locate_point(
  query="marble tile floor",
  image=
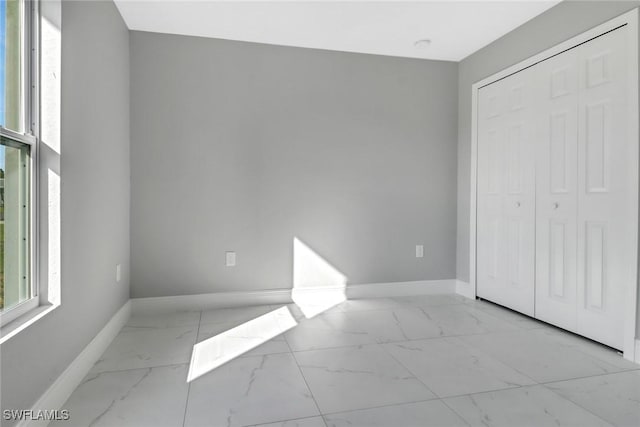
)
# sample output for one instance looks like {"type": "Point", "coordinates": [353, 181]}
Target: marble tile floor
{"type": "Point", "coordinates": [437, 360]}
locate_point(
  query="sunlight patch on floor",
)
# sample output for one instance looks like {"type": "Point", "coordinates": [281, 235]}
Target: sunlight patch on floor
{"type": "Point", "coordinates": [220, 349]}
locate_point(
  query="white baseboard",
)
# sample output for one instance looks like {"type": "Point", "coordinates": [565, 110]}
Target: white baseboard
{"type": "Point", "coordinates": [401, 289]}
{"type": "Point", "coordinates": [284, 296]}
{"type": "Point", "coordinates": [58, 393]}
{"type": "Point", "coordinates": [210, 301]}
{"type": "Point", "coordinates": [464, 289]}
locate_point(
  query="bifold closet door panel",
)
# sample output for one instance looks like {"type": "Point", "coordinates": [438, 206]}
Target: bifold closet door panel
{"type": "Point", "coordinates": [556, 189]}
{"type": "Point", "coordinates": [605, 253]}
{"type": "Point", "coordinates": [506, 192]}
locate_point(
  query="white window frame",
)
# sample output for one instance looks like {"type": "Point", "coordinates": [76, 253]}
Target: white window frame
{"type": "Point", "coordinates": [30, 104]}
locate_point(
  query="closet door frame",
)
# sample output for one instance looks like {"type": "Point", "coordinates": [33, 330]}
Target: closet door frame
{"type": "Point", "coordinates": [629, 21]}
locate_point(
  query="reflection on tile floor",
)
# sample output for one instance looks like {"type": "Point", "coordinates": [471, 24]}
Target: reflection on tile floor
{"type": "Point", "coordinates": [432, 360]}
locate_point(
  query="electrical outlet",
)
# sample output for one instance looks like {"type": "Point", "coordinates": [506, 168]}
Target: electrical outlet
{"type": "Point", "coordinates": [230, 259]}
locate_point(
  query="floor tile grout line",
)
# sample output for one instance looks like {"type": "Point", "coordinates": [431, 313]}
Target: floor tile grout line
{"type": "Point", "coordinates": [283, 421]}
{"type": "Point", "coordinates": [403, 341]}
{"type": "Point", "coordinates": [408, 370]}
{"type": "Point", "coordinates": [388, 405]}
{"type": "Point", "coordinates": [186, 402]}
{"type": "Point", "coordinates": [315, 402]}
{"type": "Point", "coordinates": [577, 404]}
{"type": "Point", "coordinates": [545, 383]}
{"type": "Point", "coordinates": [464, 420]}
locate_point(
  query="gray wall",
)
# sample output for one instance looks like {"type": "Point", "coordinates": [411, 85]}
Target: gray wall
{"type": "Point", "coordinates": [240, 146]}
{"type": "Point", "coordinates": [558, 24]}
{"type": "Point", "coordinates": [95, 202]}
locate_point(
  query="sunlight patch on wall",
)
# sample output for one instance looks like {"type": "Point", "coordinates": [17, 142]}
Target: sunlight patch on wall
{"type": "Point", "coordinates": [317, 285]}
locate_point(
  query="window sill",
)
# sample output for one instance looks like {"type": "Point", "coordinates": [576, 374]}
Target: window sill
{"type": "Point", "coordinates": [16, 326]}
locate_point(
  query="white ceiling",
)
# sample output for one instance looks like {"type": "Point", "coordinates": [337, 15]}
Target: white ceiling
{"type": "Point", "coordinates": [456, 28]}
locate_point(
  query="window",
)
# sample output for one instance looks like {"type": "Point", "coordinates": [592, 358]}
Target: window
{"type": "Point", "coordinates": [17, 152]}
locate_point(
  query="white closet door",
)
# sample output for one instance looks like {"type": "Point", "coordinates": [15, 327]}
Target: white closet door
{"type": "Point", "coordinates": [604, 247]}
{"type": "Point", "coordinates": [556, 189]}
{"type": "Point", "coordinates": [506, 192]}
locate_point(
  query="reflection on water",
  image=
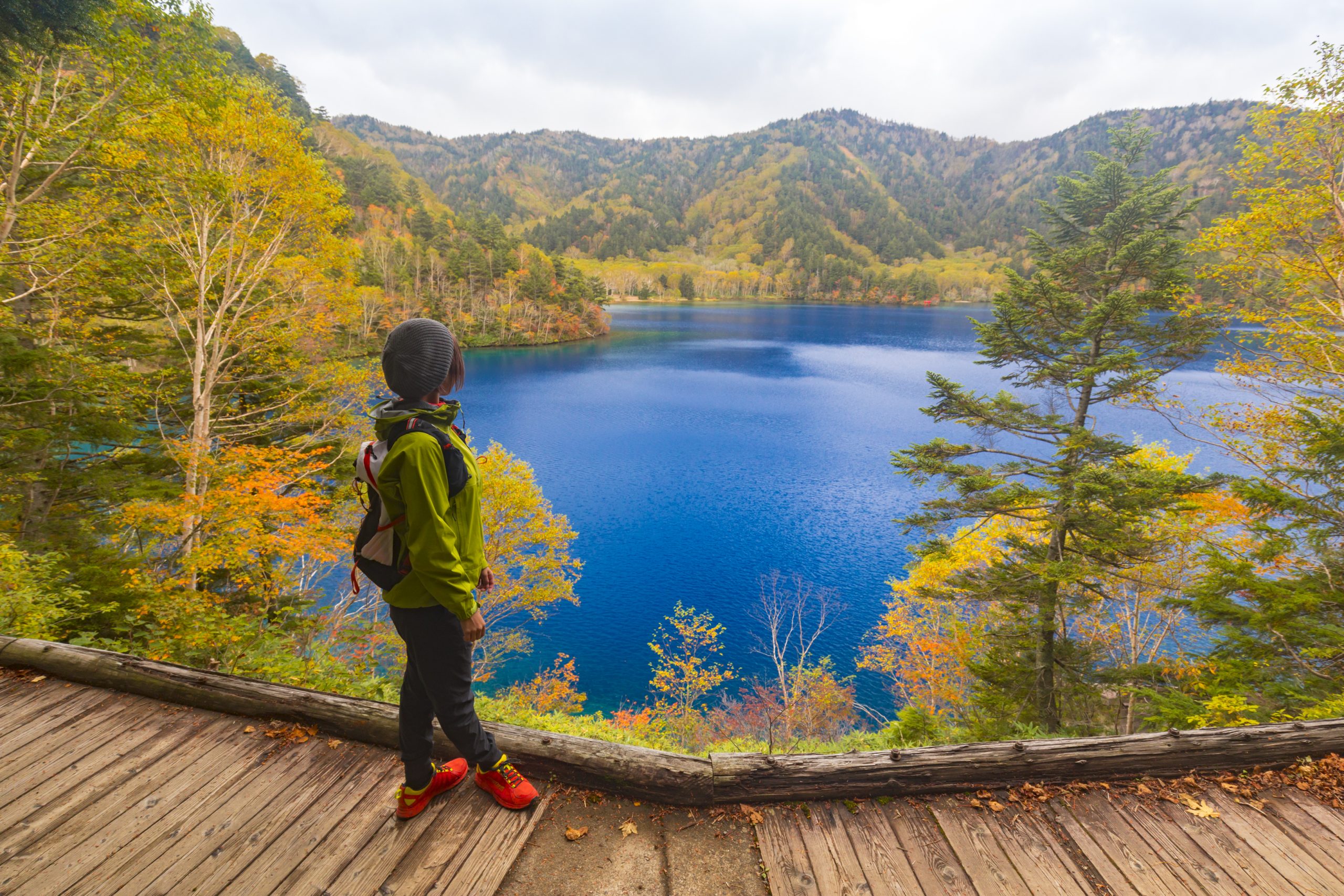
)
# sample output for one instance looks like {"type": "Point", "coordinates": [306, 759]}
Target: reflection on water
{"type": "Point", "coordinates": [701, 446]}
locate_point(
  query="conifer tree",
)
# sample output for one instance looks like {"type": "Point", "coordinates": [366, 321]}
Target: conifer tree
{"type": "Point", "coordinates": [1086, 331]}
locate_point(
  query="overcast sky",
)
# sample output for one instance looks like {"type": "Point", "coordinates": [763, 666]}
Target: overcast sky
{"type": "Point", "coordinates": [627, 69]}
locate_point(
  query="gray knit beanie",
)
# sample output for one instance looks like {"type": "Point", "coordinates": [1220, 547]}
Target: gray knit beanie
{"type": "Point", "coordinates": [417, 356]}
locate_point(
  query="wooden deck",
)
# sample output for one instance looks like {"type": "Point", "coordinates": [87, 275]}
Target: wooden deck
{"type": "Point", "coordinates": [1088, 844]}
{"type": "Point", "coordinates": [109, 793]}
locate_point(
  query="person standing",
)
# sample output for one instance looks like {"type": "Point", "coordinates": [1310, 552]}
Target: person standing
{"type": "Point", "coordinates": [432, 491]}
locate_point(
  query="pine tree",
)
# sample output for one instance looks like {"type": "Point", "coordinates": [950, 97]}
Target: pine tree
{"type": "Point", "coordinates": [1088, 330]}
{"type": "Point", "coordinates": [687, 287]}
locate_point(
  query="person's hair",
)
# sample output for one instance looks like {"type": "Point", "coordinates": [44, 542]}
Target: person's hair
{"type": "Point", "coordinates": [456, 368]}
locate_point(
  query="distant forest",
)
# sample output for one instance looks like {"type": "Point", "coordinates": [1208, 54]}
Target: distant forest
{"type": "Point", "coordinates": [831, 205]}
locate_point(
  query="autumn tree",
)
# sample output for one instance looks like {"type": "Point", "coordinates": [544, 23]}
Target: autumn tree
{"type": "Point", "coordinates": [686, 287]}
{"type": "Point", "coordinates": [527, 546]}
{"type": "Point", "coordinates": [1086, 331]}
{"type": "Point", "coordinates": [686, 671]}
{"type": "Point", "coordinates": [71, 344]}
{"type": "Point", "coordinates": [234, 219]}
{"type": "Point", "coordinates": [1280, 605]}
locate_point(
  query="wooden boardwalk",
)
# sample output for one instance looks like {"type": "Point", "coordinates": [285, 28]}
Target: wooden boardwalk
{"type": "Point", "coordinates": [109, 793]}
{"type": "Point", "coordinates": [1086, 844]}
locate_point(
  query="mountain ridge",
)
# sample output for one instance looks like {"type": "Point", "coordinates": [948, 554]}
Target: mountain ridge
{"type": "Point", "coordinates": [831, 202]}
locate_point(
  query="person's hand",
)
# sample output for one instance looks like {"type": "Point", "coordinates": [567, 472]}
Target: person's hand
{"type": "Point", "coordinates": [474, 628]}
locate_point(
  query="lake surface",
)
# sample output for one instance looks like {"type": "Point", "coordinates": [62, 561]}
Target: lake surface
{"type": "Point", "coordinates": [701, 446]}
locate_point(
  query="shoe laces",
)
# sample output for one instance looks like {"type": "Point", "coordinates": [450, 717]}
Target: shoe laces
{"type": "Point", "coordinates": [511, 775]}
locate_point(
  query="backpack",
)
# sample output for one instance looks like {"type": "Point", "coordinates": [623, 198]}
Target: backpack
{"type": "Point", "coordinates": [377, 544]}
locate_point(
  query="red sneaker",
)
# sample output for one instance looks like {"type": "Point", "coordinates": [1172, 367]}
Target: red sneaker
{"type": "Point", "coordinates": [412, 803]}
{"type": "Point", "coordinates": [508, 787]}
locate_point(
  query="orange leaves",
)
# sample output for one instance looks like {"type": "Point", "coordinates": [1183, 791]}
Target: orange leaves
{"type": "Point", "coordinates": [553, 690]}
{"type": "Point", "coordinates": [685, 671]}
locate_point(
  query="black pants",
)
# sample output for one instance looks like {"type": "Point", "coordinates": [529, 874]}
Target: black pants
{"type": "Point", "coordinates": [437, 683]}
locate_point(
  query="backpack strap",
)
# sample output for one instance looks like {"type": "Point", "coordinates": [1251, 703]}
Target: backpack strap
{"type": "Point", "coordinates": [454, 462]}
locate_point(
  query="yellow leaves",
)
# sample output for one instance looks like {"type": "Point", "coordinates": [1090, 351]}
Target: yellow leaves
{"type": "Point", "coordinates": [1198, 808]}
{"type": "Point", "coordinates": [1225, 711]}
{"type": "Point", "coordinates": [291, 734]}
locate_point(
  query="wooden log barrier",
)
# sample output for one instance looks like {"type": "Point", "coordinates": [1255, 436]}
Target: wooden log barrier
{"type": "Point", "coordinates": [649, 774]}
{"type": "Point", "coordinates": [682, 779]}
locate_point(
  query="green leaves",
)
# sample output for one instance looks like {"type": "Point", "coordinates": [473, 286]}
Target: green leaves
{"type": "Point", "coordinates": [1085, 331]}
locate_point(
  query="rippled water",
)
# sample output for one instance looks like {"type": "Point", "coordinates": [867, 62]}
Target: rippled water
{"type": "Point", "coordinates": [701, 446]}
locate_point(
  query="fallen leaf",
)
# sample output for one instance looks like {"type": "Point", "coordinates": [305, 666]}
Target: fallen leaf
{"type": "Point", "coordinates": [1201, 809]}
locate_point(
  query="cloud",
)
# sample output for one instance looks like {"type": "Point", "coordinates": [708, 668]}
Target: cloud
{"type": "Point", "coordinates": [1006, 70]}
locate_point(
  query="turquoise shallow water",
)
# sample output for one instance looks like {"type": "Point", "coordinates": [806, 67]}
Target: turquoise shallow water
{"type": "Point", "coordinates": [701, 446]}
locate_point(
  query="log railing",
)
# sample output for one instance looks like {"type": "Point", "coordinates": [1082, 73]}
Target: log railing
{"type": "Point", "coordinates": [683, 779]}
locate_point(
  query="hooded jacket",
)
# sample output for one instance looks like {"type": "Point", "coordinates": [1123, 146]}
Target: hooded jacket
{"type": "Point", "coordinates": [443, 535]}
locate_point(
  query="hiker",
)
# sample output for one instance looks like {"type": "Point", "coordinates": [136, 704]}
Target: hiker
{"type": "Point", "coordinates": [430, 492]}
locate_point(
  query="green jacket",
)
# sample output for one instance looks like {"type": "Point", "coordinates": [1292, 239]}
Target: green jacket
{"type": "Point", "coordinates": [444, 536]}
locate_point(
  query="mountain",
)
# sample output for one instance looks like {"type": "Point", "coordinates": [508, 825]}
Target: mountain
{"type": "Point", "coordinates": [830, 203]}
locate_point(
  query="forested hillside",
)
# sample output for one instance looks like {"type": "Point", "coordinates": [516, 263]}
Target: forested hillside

========

Only a number is wanted here: the count of lines in the data that contain the string "hillside".

2